Task objective ▸ Format every line of the entries below as a JSON list of strings, one string per line, skipping blank lines and leaving out the pictures.

Given data ▸

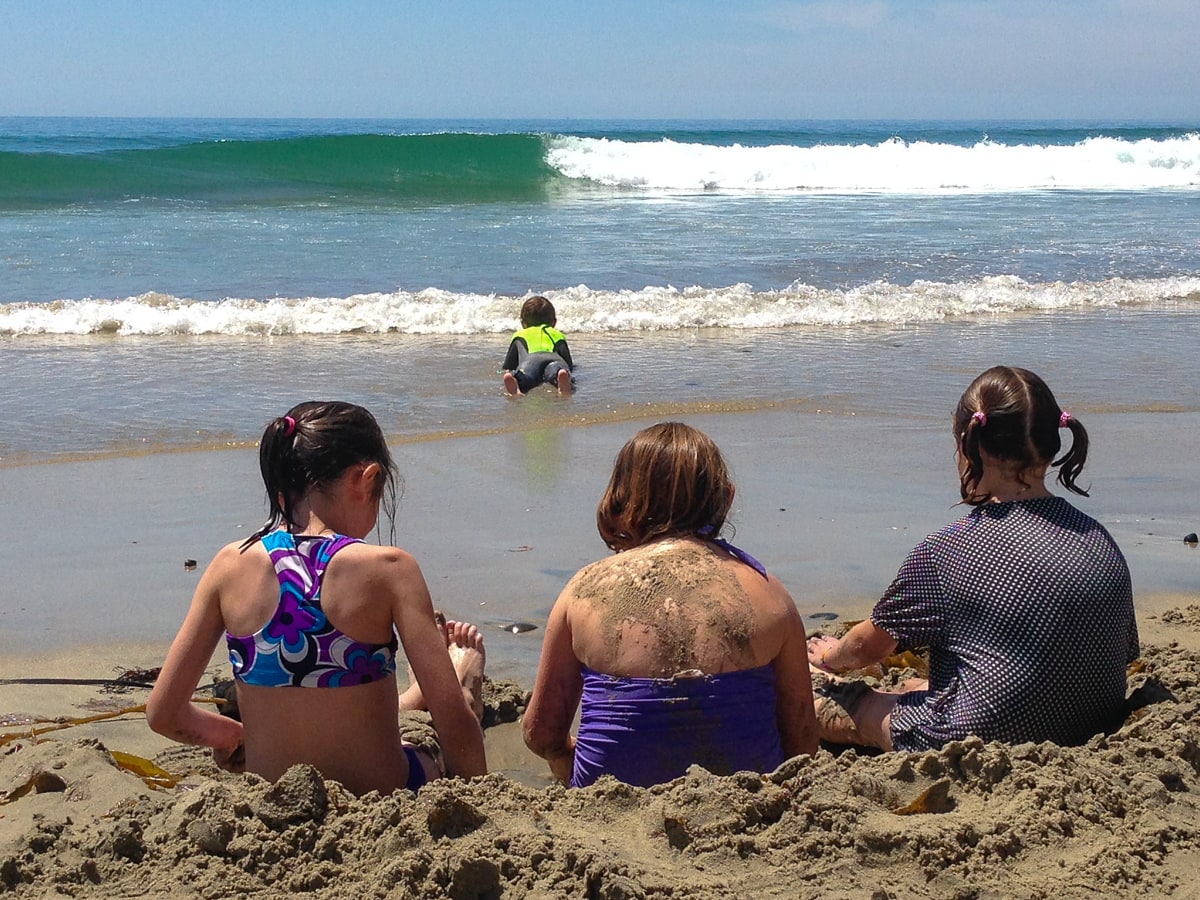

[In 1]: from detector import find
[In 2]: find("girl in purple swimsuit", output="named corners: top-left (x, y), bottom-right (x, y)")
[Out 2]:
top-left (524, 422), bottom-right (817, 787)
top-left (809, 366), bottom-right (1138, 751)
top-left (146, 402), bottom-right (487, 794)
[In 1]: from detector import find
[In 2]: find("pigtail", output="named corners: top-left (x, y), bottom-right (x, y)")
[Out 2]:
top-left (1051, 413), bottom-right (1088, 497)
top-left (241, 410), bottom-right (300, 550)
top-left (959, 412), bottom-right (988, 506)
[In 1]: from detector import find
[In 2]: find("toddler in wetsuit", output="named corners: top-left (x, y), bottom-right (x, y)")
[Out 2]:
top-left (502, 296), bottom-right (575, 397)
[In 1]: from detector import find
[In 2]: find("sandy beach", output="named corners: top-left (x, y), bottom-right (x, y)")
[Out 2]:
top-left (0, 407), bottom-right (1200, 900)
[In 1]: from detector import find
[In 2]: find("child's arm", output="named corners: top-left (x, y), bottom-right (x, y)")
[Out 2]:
top-left (500, 337), bottom-right (523, 372)
top-left (146, 545), bottom-right (241, 768)
top-left (554, 338), bottom-right (575, 370)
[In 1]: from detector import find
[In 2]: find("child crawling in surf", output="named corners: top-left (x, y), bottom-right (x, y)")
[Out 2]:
top-left (146, 402), bottom-right (487, 794)
top-left (502, 296), bottom-right (575, 397)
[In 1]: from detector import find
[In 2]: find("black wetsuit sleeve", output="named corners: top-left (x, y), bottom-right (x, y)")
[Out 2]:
top-left (500, 337), bottom-right (524, 372)
top-left (554, 341), bottom-right (575, 370)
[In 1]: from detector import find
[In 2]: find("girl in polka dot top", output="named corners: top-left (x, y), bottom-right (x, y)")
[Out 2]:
top-left (809, 366), bottom-right (1139, 750)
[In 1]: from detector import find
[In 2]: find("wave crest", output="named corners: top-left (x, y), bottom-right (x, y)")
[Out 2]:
top-left (0, 276), bottom-right (1200, 337)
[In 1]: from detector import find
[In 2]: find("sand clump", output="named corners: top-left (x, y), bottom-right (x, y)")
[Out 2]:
top-left (0, 647), bottom-right (1200, 900)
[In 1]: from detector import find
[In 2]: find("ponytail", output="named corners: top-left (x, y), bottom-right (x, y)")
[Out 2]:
top-left (1051, 412), bottom-right (1088, 497)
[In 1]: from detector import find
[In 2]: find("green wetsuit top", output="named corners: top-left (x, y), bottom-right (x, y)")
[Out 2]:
top-left (512, 325), bottom-right (566, 353)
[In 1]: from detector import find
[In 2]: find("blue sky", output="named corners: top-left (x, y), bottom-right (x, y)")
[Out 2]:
top-left (0, 0), bottom-right (1200, 121)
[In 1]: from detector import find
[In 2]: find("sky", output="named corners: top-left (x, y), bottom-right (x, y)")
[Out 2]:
top-left (0, 0), bottom-right (1200, 122)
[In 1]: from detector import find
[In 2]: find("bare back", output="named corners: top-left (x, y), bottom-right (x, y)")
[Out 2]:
top-left (564, 538), bottom-right (794, 678)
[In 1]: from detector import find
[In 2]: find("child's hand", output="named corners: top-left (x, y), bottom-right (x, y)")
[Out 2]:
top-left (808, 635), bottom-right (840, 672)
top-left (212, 744), bottom-right (246, 773)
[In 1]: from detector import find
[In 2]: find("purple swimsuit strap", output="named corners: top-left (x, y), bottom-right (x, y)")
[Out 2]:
top-left (696, 526), bottom-right (767, 578)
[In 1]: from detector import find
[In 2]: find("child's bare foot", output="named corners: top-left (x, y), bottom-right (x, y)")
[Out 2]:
top-left (446, 620), bottom-right (487, 721)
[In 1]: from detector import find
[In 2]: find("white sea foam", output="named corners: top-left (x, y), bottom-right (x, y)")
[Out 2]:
top-left (547, 133), bottom-right (1200, 193)
top-left (0, 276), bottom-right (1200, 336)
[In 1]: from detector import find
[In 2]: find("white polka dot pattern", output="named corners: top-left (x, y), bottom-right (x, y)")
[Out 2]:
top-left (871, 497), bottom-right (1139, 750)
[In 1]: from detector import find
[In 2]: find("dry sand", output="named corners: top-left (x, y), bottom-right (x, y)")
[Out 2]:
top-left (0, 412), bottom-right (1200, 900)
top-left (0, 596), bottom-right (1200, 900)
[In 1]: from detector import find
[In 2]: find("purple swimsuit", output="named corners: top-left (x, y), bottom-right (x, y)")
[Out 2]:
top-left (571, 665), bottom-right (784, 787)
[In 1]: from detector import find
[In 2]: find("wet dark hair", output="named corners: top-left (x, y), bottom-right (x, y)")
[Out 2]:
top-left (242, 401), bottom-right (400, 547)
top-left (596, 422), bottom-right (733, 551)
top-left (521, 296), bottom-right (558, 328)
top-left (954, 366), bottom-right (1087, 506)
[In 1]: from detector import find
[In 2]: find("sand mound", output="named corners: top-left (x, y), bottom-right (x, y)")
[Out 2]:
top-left (0, 648), bottom-right (1200, 900)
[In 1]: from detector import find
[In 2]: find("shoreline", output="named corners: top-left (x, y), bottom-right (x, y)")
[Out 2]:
top-left (0, 409), bottom-right (1200, 900)
top-left (0, 407), bottom-right (1200, 683)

Answer to the task ▸
[
  "[In 1]: from detector import find",
  "[In 2]: find(\"girl in purple swimsuit\", output=\"named corners: top-left (x, y), bottom-right (x, y)\")",
  "[Out 2]:",
  "top-left (524, 422), bottom-right (817, 787)",
  "top-left (809, 366), bottom-right (1138, 751)",
  "top-left (146, 402), bottom-right (487, 794)",
  "[In 1]: from detector import find",
  "[In 2]: find(\"pigtail\", output=\"named corners: top-left (x, y), bottom-right (x, y)\")",
  "[Out 2]:",
  "top-left (1051, 413), bottom-right (1088, 497)",
  "top-left (241, 410), bottom-right (300, 550)",
  "top-left (959, 412), bottom-right (988, 506)",
  "[In 1]: from detector import find",
  "[In 2]: find(\"toddler in wetsuit\", output=\"named corners: top-left (x, y), bottom-right (x, y)\")",
  "[Out 2]:",
  "top-left (502, 296), bottom-right (575, 397)",
  "[In 1]: from detector import find",
  "[In 2]: find(\"sandy beach\", output=\"named corners: top-left (x, y), bottom-right (x, y)\")",
  "[Out 2]:",
  "top-left (0, 407), bottom-right (1200, 900)",
  "[In 1]: from detector import find",
  "[In 2]: find(\"child's arm\", output=\"named corners: top-left (x, y), bottom-right (x, y)\")",
  "[Out 2]:",
  "top-left (500, 337), bottom-right (523, 372)",
  "top-left (146, 545), bottom-right (241, 768)",
  "top-left (554, 338), bottom-right (575, 370)",
  "[In 1]: from detector import find",
  "[In 2]: find(\"child crawling in surf\", output=\"named corners: top-left (x, y), bottom-right (x, y)\")",
  "[Out 2]:",
  "top-left (146, 402), bottom-right (487, 794)",
  "top-left (502, 296), bottom-right (575, 397)",
  "[In 1]: from detector import find",
  "[In 2]: find(\"black wetsuit sleeve\", output=\"named corners: top-left (x, y), bottom-right (x, y)\")",
  "[Out 2]:",
  "top-left (500, 337), bottom-right (524, 372)",
  "top-left (554, 341), bottom-right (575, 370)",
  "[In 1]: from detector import find",
  "[In 2]: find(\"girl in polka dot top\", output=\"named corners: top-left (x, y), bottom-right (x, y)\")",
  "[Out 2]:",
  "top-left (809, 366), bottom-right (1139, 750)",
  "[In 1]: from detector import find",
  "[In 2]: find(\"wave crest\", output=\"named corners: top-left (x, y), bottom-right (x, y)\")",
  "[Out 2]:",
  "top-left (0, 276), bottom-right (1200, 337)",
  "[In 1]: from detector import find",
  "[In 2]: find(\"sand clump\", output=\"named corners: top-left (x, y), bottom-right (x, y)\")",
  "[Out 2]:",
  "top-left (0, 647), bottom-right (1200, 900)",
  "[In 1]: from detector import find",
  "[In 2]: find(\"ponytail\", output=\"named corners: top-left (x, y), bottom-right (x, y)\")",
  "[Out 2]:",
  "top-left (1051, 412), bottom-right (1088, 497)",
  "[In 1]: from detector import find",
  "[In 2]: find(\"green wetsuit top\", output=\"named corners: top-left (x, y), bottom-right (x, y)\")",
  "[Out 2]:",
  "top-left (512, 325), bottom-right (566, 353)",
  "[In 1]: from detector import find",
  "[In 2]: find(\"blue sky\", output=\"named corners: top-left (x, y), bottom-right (x, y)\")",
  "[Out 2]:",
  "top-left (0, 0), bottom-right (1200, 121)",
  "[In 1]: from detector import find",
  "[In 2]: find(\"sky\", output=\"named corners: top-left (x, y), bottom-right (x, y)\")",
  "[Out 2]:",
  "top-left (0, 0), bottom-right (1200, 122)",
  "[In 1]: from detector import find",
  "[In 2]: find(\"bare back\", output=\"named corners: top-left (x, y), bottom-right (x, y)\")",
  "[Out 2]:",
  "top-left (564, 538), bottom-right (794, 678)",
  "[In 1]: from detector import find",
  "[In 2]: find(\"child's hand\", output=\"named corners: top-left (x, y), bottom-right (x, y)\")",
  "[Out 2]:",
  "top-left (808, 635), bottom-right (840, 672)",
  "top-left (212, 744), bottom-right (246, 773)",
  "[In 1]: from detector import find",
  "[In 2]: find(\"purple swimsuit strap\", output=\"named corners: top-left (x, y), bottom-right (x, y)\")",
  "[Out 2]:",
  "top-left (696, 526), bottom-right (767, 578)",
  "[In 1]: from detector import find",
  "[In 2]: find(\"child's bare foot\", output=\"named corners: top-left (x, y), bottom-right (x, y)\")",
  "[Out 2]:",
  "top-left (446, 620), bottom-right (487, 721)",
  "[In 1]: from detector import find",
  "[In 2]: find(\"white sea foam\", output=\"named corners: top-left (x, y), bottom-right (x, y)\")",
  "[Out 2]:",
  "top-left (547, 133), bottom-right (1200, 193)",
  "top-left (0, 276), bottom-right (1200, 336)",
  "[In 1]: from detector import find",
  "[In 2]: find(\"white polka dot pattern\", output=\"named corners: top-left (x, y), bottom-right (x, y)\")",
  "[Out 2]:",
  "top-left (871, 497), bottom-right (1139, 750)",
  "[In 1]: from detector import find",
  "[In 2]: find(\"dry sand\", output=\"named corners: top-left (x, y), bottom-right (x, y)\")",
  "[Out 2]:",
  "top-left (0, 412), bottom-right (1200, 900)",
  "top-left (0, 596), bottom-right (1200, 900)",
  "[In 1]: from detector import find",
  "[In 2]: find(\"purple swimsuit\", output=\"named corners: top-left (x, y), bottom-right (x, y)\")",
  "[Out 2]:",
  "top-left (571, 665), bottom-right (784, 787)",
  "[In 1]: from detector import find",
  "[In 2]: find(\"wet dark hair\", output=\"named corners: top-left (x, y), bottom-right (x, y)\")",
  "[Out 2]:",
  "top-left (242, 401), bottom-right (400, 547)",
  "top-left (596, 422), bottom-right (733, 551)",
  "top-left (521, 296), bottom-right (558, 328)",
  "top-left (954, 366), bottom-right (1087, 506)",
  "[In 1]: from detector import find",
  "[In 2]: find(\"sand mound\", output=\"named corners: top-left (x, y), bottom-right (x, y)\")",
  "[Out 2]:",
  "top-left (0, 648), bottom-right (1200, 900)",
  "[In 1]: from detector import find",
  "[In 2]: find(\"shoreline\", output=\"named corners: top-left (x, y), bottom-right (x, y)\")",
  "[Out 2]:",
  "top-left (0, 409), bottom-right (1200, 900)",
  "top-left (0, 407), bottom-right (1200, 683)"
]